*** PASSAGE FOR REVIEW Section Begins ***

This Thursday my pupils got their A-level results. It's a very strange feeling of happinessand relief to see your pupils get the results they need to get into university and to see the joy on their faces because at the end of the dayI'm a disinterested party and probably won't see or hear from many of them again. And yet it probably feels akin to what parents feel when their kids leave the nest and go to uni or get married, etc. but on a smaller scale. It's great to see dreams being fulfilled and knowing that I helped in part to that. The results were generally quite good with some very pleasant surprises (most notably Kam, whom I told, in all honesty, that I didn't think he could get an A, proved me wrong). Then there was also pity for those who had genuinely worked hard and just missed out on their grades. The emotions, whatever they are, are the reason for working throughout the year and the day is definitely one of the high points of the job.
However the whole experience has made me look at the whole admissions process and see its limitations. There are some good points to it, as it doesn't just take into account bare academic results and can allow people from disadvantaged backgrounds to punch above their weight and favours people with all-round abilities. But when I see incredibly deserving and conscientious pupils getting straight As (and not just scraping them either) and not even being given the time of day by universities it makes me think that the process is far too subjective and lacking transparency. And that's a great pity because many worthy students don't make it and others who managed to get shoe-horned into universities (sometimes through very dubious means indeed) not having the standard necessary and probably dropping out after a year, but in so doing depriving somebody more deserving of a place.

*** PASSAGE FOR REVIEW Section Ends ***

● QUESTIONS ON THE MATERIAL:
1) Reproduce the passage on A-level results and university admissions from "However the whole" up to and including "of a place.".
2) Resume the reflection on A-level results and university admissions, picking up after its final sentence.

*** INFORMATION GIVEN Section Begins ***

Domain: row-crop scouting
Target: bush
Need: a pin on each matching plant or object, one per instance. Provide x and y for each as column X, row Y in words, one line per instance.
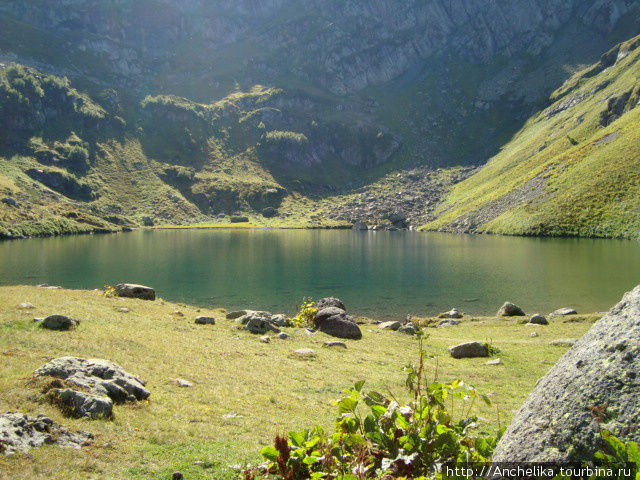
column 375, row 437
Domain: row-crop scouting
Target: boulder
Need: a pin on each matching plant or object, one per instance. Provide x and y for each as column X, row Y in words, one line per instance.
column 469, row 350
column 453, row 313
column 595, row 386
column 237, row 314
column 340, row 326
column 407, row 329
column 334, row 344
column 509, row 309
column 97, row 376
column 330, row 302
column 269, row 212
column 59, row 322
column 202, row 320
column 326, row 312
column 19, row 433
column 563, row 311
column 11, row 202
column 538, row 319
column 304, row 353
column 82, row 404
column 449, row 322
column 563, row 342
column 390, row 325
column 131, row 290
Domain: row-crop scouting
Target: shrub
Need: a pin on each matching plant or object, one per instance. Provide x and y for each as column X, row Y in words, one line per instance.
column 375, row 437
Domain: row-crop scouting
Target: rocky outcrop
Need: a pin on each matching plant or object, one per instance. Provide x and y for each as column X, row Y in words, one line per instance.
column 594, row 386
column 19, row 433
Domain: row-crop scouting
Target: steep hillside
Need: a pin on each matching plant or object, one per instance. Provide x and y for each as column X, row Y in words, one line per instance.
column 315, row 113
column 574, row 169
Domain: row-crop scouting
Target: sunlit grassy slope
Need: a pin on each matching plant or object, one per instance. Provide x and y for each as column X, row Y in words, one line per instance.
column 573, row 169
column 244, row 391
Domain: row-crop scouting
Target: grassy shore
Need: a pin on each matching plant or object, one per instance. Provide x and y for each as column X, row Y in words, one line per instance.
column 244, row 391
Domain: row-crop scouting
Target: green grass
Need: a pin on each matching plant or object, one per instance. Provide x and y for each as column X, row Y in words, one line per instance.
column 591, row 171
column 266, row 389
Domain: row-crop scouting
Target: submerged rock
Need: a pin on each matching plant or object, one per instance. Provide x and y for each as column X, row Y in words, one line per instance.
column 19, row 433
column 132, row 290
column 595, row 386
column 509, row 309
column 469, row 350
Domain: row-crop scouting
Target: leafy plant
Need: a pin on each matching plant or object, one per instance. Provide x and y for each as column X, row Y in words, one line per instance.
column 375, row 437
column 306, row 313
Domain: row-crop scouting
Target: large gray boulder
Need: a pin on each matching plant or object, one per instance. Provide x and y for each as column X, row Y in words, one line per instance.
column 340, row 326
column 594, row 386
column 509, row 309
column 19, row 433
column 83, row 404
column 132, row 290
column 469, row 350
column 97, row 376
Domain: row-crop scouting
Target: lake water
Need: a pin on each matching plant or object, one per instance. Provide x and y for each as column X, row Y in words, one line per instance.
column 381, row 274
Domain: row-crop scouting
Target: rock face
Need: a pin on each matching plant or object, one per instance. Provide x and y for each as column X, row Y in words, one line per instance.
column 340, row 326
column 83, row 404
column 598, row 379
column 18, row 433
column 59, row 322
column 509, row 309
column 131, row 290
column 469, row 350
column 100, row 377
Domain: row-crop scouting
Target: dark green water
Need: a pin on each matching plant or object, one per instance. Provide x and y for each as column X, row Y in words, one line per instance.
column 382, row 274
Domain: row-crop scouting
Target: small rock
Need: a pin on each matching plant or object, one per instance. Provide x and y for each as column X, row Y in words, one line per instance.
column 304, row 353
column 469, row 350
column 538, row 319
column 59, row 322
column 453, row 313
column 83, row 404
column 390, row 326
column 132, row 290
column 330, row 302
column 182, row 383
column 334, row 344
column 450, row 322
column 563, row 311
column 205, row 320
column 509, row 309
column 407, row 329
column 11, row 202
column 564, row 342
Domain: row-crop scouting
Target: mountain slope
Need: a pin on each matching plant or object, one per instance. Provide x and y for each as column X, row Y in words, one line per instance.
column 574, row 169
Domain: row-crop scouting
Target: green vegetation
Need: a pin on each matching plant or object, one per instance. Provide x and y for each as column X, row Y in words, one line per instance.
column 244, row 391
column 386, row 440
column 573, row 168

*** INFORMATION GIVEN Section Ends ***

● RESULTS FOR EACH TASK:
1)
However the whole experience has made me look at the whole admissions process and see its limitations. There are some good points to it, as it doesn't just take into account bare academic results and can allow people from disadvantaged backgrounds to punch above their weight and favours people with all-round abilities. But when I see incredibly deserving and conscientious pupils getting straight As (and not just scraping them either) and not even being given the time of day by universities it makes me think that the process is far too subjective and lacking transparency. And that's a great pity because many worthy students don't make it and others who managed to get shoe-horned into universities (sometimes through very dubious means indeed) not having the standard necessary and probably dropping out after a year, but in so doing depriving somebody more deserving of a place.

2)
These two years have made me notice a trait that is very common among Indian/Pakistani students (and this is no way meant to be anything even resembling a racist slur). South Asians seem to be fixated by professions. By that I mean that they only consider degrees such as medicine, dentistry, pharmacy, optometry and law i.e. ones that train you for a very specific job to the exclusion of all other degrees. This isn't just pushy parents but almost certainly the whole cultural milieu in which South Asians are brought up, which considers these jobs as being far more worthy, and which also places a great deal of importance on monetary benefit and pays scant regard to personal tastes. To me this seems a great pity as on the one hand these degrees are very limiting because they only train you for one profession and make changing careers very difficult, and on the other hand it means that they close themselves off to agreat diversity of degrees, skills and possibilities that they may find personally more satisfying.
That's about it for this post, but just to let you know I'm pretty much ready to go for my trip (I fly out on the 12th of September). Before I finish however, I must give a shameless plug for my travel insurance company that gave me a quote that was at least £100 less than all the other quotes. So if you are planning on getting travel insurance I'd recommend you check out direct backpacker.
P.S. One of my students insisted I mention him in my blog, so just for you: "shaat it Rishi!"